**GIVEN EXERCISE:** Go through the records underneath and write each one out again exactly.
·····
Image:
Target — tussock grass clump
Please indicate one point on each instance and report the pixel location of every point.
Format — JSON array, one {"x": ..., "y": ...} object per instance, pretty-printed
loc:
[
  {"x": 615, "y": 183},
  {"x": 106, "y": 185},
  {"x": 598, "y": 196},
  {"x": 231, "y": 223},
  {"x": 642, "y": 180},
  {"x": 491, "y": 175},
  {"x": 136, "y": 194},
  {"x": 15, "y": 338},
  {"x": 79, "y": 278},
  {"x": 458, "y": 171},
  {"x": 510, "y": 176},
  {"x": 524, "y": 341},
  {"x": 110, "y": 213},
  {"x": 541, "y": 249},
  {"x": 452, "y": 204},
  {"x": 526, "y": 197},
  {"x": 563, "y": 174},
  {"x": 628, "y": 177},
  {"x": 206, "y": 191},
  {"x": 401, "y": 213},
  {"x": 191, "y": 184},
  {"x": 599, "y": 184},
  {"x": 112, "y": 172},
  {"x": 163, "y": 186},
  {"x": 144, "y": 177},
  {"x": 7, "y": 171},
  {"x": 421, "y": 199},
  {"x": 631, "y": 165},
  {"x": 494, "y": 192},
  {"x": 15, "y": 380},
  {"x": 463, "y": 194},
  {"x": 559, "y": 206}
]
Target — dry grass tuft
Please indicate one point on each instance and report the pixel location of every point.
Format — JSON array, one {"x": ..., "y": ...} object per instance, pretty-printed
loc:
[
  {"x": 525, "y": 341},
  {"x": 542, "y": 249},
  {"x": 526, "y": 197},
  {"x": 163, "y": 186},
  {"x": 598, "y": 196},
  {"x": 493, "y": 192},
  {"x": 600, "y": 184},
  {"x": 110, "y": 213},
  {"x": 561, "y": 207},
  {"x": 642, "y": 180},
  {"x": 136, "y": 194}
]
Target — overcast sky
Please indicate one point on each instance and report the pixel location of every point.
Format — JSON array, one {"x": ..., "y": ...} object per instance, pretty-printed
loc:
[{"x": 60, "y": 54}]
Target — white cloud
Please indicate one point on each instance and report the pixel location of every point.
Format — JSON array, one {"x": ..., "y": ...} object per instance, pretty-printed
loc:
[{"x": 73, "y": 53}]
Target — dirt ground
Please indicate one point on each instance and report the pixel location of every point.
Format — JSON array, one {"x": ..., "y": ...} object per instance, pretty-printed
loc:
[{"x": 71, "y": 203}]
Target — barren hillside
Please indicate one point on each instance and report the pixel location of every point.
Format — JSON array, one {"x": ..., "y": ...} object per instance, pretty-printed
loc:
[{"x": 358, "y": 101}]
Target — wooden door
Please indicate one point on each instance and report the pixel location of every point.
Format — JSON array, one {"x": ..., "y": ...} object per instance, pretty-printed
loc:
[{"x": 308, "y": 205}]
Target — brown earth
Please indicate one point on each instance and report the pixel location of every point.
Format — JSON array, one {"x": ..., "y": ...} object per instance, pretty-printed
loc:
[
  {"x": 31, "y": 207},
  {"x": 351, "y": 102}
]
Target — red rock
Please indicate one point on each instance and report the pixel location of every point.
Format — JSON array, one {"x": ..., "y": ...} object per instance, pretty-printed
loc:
·····
**RESULT OF THIS EXERCISE:**
Image:
Target — tussock grass clump
Please indicate one point on each instance and report the pixel location of every point.
Format — JSON array, one {"x": ..., "y": ...} object per instance, pretty-printed
loc:
[
  {"x": 615, "y": 183},
  {"x": 106, "y": 185},
  {"x": 598, "y": 196},
  {"x": 231, "y": 223},
  {"x": 642, "y": 180},
  {"x": 491, "y": 175},
  {"x": 136, "y": 194},
  {"x": 15, "y": 338},
  {"x": 79, "y": 278},
  {"x": 458, "y": 171},
  {"x": 510, "y": 176},
  {"x": 524, "y": 341},
  {"x": 110, "y": 213},
  {"x": 541, "y": 249},
  {"x": 452, "y": 204},
  {"x": 526, "y": 197},
  {"x": 563, "y": 174},
  {"x": 628, "y": 177},
  {"x": 206, "y": 191},
  {"x": 401, "y": 213},
  {"x": 191, "y": 184},
  {"x": 599, "y": 184},
  {"x": 112, "y": 172},
  {"x": 163, "y": 186},
  {"x": 144, "y": 177},
  {"x": 7, "y": 171},
  {"x": 421, "y": 199},
  {"x": 631, "y": 165},
  {"x": 494, "y": 192},
  {"x": 15, "y": 380},
  {"x": 463, "y": 194},
  {"x": 559, "y": 206}
]
Target — dry grass tuft
Please indicate one point on each instance and report the pixel location of every point.
Format — JSON array, one {"x": ..., "y": ...} object per instance, pretty-printed
loc:
[
  {"x": 525, "y": 341},
  {"x": 542, "y": 249},
  {"x": 526, "y": 197},
  {"x": 163, "y": 186},
  {"x": 598, "y": 196},
  {"x": 493, "y": 192},
  {"x": 600, "y": 184},
  {"x": 110, "y": 213},
  {"x": 561, "y": 207},
  {"x": 642, "y": 180},
  {"x": 136, "y": 194}
]
Target — overcast sky
Please indicate one point on each instance and report the pixel location of every point.
Format — JSON array, one {"x": ..., "y": ...} object per instance, pretty-printed
loc:
[{"x": 60, "y": 54}]
Target — white cloud
Please indicate one point on each instance and report the pixel location of every point.
Format — JSON array, one {"x": ..., "y": ...} object per instance, pretty-printed
loc:
[{"x": 73, "y": 53}]
Target — dirt ground
Please indicate one point on each instance and report the pixel location of every point.
Format — JSON array, one {"x": ..., "y": ...} object per instance, pretty-printed
loc:
[{"x": 71, "y": 203}]
Target — barren hillside
Please indicate one point on each instance and report the pixel location of every point.
Format — JSON array, one {"x": ..., "y": ...} object per instance, pretty-printed
loc:
[{"x": 358, "y": 101}]
Target — wooden door
Please indicate one point on each instance and report the pixel location of every point.
Format — JSON array, one {"x": ..., "y": ...} object per instance, pretty-printed
loc:
[{"x": 308, "y": 205}]
Target — brown earth
Please indicate one point on each instance and report the pixel location of every point.
Format — JSON array, one {"x": ..., "y": ...} object per instance, pretty-printed
loc:
[
  {"x": 31, "y": 207},
  {"x": 351, "y": 102}
]
Target — red rock
Please indicate one point on each instance and report the pixel location of every point.
Format — JSON array, one {"x": ..., "y": ...} object per instance, pretty-printed
loc:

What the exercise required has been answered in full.